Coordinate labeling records
'''

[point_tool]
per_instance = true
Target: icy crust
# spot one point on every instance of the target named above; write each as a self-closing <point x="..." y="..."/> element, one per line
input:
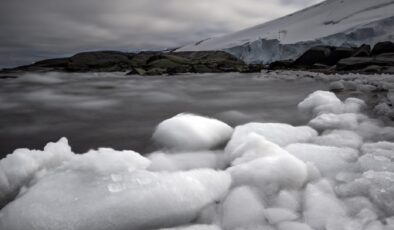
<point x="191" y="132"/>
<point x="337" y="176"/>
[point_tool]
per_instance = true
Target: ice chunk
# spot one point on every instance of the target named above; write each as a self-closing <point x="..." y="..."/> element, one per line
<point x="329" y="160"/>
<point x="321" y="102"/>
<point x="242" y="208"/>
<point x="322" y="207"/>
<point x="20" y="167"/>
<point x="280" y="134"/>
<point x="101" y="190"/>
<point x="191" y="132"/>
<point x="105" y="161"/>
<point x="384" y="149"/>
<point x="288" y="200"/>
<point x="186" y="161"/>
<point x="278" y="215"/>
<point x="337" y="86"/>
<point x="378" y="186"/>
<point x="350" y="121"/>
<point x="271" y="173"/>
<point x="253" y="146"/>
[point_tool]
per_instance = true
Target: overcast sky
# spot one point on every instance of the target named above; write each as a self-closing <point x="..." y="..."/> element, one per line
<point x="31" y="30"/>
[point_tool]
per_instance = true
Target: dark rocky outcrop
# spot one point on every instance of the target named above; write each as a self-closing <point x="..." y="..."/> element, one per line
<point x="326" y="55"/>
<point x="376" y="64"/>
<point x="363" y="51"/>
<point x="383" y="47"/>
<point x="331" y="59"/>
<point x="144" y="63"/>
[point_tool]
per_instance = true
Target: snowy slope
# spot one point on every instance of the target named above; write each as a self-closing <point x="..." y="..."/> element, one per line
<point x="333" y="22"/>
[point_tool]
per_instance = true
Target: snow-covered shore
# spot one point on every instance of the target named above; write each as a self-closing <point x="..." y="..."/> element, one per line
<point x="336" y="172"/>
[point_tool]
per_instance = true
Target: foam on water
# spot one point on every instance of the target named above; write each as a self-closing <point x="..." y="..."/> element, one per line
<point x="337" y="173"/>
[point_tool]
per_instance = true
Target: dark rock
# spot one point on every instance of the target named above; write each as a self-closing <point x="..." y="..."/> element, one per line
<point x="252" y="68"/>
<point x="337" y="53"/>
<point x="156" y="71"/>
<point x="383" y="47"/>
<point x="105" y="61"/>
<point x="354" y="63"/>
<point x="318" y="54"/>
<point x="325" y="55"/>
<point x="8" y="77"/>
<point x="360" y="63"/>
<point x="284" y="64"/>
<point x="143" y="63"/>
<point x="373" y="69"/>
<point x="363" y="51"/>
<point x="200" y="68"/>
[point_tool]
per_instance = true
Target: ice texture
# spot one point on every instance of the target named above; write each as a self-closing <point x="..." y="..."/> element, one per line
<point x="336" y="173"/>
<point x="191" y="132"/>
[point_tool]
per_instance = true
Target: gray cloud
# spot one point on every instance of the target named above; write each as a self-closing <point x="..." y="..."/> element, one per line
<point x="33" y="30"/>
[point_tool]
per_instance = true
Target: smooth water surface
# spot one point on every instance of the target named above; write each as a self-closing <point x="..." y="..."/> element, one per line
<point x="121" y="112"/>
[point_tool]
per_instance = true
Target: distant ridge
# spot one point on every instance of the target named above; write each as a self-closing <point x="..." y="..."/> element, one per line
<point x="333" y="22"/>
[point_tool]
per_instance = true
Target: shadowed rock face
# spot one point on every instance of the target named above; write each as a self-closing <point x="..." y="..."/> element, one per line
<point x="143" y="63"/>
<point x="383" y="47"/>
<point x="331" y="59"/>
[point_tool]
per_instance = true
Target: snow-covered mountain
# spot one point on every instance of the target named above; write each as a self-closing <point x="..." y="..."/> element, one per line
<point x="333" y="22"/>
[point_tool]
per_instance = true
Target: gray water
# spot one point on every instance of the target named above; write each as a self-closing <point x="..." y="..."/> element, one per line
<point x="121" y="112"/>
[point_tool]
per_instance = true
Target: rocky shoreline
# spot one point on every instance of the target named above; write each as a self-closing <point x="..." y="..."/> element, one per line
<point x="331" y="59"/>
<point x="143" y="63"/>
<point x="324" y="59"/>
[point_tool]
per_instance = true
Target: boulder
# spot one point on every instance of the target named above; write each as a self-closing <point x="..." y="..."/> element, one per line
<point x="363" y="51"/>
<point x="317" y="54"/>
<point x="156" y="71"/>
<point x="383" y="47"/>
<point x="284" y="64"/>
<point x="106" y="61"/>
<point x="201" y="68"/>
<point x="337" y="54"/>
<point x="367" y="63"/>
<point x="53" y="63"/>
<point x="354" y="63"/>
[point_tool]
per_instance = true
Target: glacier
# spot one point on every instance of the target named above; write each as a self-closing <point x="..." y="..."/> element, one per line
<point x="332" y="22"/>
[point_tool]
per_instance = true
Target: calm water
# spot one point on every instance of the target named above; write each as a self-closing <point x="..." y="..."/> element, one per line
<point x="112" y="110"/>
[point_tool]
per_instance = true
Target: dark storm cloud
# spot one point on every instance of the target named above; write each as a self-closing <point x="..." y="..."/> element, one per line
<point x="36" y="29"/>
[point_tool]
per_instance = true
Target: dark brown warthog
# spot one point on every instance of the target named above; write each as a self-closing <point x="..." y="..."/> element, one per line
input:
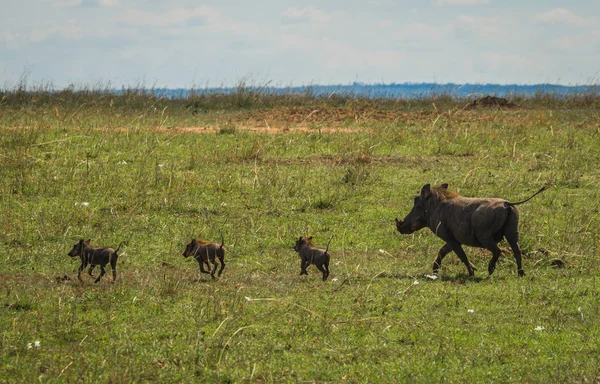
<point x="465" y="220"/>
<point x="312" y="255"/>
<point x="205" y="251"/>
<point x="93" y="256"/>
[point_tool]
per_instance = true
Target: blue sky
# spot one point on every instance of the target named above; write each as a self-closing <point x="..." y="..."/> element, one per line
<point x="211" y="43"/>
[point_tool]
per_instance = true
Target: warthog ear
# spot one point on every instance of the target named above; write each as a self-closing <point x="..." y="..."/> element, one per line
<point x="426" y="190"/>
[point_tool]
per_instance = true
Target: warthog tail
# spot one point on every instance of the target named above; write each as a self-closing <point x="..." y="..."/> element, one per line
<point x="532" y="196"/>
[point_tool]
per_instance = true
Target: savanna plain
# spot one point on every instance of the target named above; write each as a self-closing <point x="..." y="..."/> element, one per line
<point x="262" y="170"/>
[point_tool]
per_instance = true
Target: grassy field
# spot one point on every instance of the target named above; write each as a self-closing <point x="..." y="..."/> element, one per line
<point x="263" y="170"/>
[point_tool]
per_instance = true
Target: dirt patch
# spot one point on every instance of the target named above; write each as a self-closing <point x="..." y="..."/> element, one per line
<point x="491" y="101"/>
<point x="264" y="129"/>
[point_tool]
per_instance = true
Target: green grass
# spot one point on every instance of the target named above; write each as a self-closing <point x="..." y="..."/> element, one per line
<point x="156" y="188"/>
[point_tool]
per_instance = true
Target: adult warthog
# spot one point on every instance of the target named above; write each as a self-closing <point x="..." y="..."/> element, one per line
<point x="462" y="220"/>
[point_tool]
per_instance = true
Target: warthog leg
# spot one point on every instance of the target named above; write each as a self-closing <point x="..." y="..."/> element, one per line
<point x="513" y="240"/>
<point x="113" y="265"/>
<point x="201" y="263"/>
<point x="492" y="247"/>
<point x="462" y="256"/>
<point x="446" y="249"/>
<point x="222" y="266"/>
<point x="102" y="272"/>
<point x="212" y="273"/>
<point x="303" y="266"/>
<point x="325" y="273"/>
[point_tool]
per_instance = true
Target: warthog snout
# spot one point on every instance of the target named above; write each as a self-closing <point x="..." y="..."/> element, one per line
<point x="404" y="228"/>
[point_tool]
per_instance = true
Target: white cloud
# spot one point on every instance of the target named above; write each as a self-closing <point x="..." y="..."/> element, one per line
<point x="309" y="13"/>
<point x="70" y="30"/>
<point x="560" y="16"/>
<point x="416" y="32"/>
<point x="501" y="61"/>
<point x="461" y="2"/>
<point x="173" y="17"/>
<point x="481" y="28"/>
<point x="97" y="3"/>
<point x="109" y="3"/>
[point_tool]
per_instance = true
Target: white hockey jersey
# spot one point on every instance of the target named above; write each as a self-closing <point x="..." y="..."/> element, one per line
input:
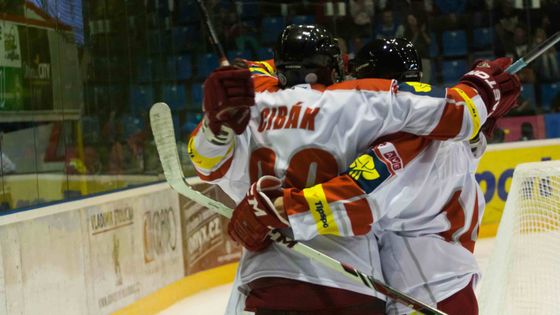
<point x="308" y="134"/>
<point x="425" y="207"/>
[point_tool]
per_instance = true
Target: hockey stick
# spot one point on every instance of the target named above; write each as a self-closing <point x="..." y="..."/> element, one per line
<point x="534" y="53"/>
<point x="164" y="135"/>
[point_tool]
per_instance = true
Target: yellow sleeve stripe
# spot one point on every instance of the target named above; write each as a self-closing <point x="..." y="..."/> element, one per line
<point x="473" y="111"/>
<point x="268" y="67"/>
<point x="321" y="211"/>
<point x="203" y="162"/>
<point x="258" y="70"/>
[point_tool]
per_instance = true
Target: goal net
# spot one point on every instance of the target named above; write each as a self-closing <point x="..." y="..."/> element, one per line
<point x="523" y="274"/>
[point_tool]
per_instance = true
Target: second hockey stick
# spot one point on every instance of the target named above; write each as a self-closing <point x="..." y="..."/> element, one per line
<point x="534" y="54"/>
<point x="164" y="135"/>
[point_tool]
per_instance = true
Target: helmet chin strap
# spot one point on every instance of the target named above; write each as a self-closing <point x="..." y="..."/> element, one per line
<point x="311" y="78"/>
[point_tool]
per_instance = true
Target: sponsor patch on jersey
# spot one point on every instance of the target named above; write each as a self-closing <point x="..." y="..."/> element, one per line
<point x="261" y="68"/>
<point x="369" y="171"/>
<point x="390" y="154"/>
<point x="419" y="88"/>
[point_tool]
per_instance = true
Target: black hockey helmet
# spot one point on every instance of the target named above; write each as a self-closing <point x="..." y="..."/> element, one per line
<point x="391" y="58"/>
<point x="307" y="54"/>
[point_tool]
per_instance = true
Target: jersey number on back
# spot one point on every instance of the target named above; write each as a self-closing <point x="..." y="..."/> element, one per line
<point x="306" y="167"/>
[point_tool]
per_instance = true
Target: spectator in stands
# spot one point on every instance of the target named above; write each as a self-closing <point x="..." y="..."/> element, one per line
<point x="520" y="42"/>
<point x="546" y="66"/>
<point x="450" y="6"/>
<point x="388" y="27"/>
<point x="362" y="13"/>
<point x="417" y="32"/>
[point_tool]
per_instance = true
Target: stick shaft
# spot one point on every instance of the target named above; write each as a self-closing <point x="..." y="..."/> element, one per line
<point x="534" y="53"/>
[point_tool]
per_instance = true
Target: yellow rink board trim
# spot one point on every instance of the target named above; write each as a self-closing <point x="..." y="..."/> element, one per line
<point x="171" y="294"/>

'''
'''

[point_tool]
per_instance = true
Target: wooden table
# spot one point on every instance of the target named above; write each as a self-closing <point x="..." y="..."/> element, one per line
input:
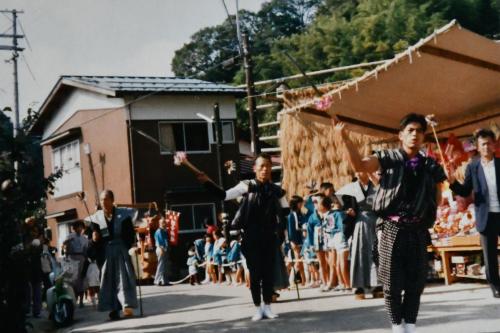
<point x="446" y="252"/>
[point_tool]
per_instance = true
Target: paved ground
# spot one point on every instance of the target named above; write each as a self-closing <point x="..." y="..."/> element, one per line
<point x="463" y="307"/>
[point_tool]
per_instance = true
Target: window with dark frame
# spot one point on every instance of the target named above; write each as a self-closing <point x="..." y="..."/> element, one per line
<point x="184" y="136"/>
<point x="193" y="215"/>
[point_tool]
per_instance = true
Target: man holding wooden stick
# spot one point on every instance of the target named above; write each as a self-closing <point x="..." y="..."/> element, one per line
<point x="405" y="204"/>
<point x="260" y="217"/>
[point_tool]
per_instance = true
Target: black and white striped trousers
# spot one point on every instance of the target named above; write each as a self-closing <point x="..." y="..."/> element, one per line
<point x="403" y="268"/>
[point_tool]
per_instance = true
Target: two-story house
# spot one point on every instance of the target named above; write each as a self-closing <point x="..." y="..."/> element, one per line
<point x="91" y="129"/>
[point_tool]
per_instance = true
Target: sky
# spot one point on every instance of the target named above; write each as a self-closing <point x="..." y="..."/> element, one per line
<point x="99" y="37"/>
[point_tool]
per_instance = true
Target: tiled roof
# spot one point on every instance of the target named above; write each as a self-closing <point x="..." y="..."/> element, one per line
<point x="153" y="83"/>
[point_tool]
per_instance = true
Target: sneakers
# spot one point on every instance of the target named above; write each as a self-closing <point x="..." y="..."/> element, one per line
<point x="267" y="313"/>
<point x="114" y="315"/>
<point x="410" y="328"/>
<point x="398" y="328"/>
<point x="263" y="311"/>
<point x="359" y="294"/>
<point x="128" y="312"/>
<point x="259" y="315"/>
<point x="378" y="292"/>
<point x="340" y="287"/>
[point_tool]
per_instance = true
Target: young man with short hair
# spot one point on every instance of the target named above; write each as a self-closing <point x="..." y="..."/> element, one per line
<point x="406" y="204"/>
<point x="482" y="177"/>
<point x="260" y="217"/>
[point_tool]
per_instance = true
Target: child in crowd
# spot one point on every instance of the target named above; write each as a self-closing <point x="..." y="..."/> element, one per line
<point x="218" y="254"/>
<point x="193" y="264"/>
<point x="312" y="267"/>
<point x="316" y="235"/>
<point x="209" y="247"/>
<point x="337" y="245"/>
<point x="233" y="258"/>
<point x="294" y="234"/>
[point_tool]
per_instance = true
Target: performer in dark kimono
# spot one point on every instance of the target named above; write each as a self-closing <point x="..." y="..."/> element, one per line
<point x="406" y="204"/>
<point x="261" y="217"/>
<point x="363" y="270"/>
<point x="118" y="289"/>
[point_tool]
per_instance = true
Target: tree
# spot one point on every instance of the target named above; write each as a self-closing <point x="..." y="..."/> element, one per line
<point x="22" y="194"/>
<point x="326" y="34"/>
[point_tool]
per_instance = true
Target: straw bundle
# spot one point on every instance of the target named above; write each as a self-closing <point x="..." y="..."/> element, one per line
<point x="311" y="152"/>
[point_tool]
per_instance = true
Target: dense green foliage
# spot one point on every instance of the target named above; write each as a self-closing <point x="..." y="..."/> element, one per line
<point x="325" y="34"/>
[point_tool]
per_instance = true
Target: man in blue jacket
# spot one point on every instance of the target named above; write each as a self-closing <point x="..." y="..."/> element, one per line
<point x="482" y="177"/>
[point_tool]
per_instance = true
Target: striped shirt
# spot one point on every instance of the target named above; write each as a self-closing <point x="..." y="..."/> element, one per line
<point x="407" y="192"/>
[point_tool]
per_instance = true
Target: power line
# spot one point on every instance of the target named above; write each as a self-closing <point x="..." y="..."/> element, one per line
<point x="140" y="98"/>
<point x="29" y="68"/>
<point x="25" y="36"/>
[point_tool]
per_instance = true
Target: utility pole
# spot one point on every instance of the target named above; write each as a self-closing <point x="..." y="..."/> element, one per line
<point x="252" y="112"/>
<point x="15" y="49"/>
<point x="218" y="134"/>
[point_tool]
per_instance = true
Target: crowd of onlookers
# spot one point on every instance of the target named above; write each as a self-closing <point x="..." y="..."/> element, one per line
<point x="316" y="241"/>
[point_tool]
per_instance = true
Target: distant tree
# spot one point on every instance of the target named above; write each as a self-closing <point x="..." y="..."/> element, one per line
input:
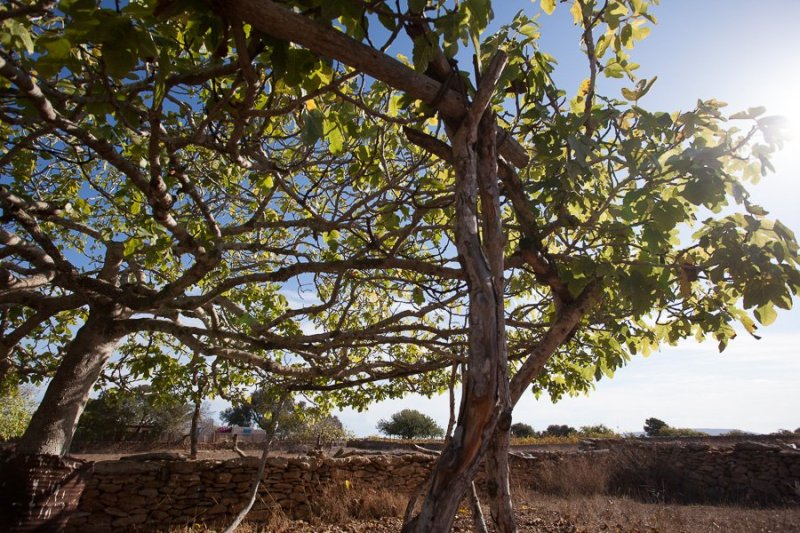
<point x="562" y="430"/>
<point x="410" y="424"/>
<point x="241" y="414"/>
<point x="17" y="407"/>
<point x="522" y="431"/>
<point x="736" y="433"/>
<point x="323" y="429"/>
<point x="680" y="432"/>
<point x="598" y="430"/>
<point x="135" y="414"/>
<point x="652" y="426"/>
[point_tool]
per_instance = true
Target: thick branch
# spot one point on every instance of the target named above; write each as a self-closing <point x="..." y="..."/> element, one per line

'''

» What you should do:
Count the lines in the records that contain the word "with" and give only that number.

» Written solution:
2